He struggles mightily with his shooting his first couple weeks back. New York turns on him like he’s Reggie Miller. He bounces back. He always does. The Knicks best month of play in years, maybe decades, ends when he crashes to the floor against the Heat and separates his shoulder. He never plays another minute in New York, lost for the rest of the season. Jalen Brunson gets a new deal. Josh Hart gets a new deal. OG Anunoby gets the biggest deal in franchise history. The man who planted the first seed? Who tilled the fields alone for years? He gets traded on the eve of training camp.

Randle’s a Texas kid. He left Plano for the University of Kentucky, a college basketball capital. Spent most of his NBA career in Los Angeles and New York City. What did he think about Minnesota? How did he feel building up an iconic yet inept franchise, only to be cast aside once they’d reached a good cruising altitude? Nobody asked. Nobody cared. That’s the business he’s chosen.

Julius Randle got off to a rocky start in Minnesota

Timberwolves fans didn’t exactly welcome him with open arms. Randle replaced a 10-year cornerstone in Karl-Anthony Towns. And it didn’t at all feel like it’d been a basketball trade; all the talk was that the Wolves hoped Randle would opt out of the one year left on his deal and become a free agent, freeing Minnesota to invest that money into depth at other positions. After everything he’d done in his career, Randle had seemingly amounted to little more than someone else’s obstacle, financial if not schematic. 

In February he suffered a groin injury that knocked him out for a month. The timing of the injury was especially cruel, as the Wolves had won five straight before Randle got hurt; they went 5-8 without him. Once he returned they promptly ran off eight wins in a row and finished the season 17-4. They faced the Lakers in the first round. LeBron’s still there, still 10 years older. Randle played the best postseason series of his life in helping the Wolves upset L.A. One round later he was matched up against Draymond Green, an all-time defensive great. Randle ate him up and spit him out.

The Timberwolves are down 1-0 to the Thunder, but still just four wins away from their first-ever NBA Finals. Most are picking Oklahoma City to advance. They won a league-best 68 games and boast the probable MVP in Shai Gilgeous-Alexander, someone even Anthony Edwards says is on another level. They’re the best defensive team anyone’s seen in a rrrreally long time, with size and length and depth for days. They won Game 1 by 26, running away with it in the second half. Edwards appeared to hurt his ankle early and struggled after, scoring his second-fewest points of the playoffs. To paraphrase Coleridge: WTF, WTF everywhere, and not much time to think.

▶ **DATA LINES**:
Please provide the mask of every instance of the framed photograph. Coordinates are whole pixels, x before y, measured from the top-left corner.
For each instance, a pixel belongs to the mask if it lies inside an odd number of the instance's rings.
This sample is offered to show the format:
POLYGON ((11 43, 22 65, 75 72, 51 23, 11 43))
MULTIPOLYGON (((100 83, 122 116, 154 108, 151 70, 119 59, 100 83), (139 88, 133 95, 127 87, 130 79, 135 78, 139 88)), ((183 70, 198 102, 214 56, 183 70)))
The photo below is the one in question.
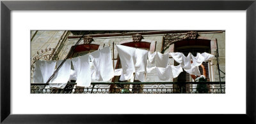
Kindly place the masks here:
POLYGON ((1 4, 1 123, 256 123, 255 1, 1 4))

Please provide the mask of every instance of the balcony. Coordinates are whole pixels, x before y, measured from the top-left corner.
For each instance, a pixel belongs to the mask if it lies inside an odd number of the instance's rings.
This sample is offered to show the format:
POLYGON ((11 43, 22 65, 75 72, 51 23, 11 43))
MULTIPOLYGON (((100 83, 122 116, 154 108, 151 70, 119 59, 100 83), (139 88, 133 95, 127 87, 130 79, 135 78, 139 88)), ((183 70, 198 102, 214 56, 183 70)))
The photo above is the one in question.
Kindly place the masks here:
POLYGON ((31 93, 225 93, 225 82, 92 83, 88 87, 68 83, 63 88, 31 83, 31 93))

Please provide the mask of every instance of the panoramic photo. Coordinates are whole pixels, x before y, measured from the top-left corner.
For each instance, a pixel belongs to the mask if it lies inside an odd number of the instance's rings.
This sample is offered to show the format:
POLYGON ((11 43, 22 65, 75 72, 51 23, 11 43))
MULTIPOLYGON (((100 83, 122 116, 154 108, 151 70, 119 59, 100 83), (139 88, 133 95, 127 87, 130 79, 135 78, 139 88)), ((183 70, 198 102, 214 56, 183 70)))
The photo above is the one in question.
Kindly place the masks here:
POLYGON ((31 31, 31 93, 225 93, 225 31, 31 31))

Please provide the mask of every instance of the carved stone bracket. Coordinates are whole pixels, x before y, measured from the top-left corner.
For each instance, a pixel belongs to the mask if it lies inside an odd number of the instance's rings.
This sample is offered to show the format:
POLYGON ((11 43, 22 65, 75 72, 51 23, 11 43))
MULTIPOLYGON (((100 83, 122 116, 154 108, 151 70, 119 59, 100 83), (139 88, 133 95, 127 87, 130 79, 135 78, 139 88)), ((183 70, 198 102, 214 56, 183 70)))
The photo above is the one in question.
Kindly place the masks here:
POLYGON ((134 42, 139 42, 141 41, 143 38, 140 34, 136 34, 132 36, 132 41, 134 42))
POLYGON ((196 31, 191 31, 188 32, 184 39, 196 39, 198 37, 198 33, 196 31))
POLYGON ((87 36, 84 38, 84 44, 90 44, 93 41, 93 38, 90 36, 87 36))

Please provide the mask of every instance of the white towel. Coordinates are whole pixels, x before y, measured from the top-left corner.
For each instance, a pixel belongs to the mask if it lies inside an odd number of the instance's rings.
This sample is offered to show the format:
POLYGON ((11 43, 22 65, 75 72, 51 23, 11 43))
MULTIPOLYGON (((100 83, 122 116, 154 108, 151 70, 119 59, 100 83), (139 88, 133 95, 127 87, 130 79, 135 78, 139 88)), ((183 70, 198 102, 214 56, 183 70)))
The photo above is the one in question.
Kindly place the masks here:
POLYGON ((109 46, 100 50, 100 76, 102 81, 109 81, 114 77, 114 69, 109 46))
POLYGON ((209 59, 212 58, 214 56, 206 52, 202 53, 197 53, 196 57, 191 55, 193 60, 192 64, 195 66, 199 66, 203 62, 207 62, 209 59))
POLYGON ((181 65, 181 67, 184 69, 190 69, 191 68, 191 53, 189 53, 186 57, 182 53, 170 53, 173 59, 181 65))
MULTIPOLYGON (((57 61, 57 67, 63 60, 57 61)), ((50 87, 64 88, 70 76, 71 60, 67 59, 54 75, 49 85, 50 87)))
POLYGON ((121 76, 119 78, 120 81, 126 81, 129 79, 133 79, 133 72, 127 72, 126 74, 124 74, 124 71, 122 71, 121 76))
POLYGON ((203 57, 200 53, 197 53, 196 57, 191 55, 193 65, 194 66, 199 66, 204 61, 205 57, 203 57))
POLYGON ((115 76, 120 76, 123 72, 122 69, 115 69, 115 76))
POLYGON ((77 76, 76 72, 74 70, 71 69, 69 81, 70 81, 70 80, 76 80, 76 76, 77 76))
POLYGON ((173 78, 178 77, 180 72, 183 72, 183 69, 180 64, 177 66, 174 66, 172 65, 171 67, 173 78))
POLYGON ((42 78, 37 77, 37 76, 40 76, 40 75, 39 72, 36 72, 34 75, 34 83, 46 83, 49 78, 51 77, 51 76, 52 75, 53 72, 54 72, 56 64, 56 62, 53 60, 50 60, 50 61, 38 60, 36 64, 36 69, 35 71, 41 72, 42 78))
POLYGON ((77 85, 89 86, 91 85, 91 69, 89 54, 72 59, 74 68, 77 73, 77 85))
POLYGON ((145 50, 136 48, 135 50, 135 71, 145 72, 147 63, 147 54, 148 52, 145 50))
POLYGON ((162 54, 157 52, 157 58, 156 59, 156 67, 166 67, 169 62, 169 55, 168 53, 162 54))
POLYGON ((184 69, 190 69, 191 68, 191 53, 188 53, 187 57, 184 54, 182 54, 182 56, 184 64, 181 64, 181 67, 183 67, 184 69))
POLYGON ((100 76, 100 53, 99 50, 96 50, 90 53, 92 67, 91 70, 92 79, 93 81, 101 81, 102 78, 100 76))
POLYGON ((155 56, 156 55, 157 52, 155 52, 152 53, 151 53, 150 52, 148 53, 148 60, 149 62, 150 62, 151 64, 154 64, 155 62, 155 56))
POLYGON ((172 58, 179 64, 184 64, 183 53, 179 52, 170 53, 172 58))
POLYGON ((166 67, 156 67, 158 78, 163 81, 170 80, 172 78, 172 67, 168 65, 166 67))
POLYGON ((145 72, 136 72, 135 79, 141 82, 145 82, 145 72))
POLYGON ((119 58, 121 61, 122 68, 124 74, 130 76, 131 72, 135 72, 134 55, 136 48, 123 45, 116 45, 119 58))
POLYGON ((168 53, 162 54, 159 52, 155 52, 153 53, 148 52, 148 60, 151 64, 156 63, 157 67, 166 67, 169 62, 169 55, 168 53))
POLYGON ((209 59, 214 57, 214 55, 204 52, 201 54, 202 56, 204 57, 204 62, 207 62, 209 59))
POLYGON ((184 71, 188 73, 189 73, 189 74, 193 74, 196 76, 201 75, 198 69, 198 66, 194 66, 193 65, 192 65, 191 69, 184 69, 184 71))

▶ **SET EXERCISE**:
In the text about Julius Randle, answer these:
(a) Which university did Randle attend after leaving Plano?
(b) Which player did Randle replace in Minnesota?
(c) What record did the Wolves have without Randle after his February groin injury?

▶ **RESPONSE**:
(a) The University of Kentucky.
(b) Karl-Anthony Towns.
(c) 5-8.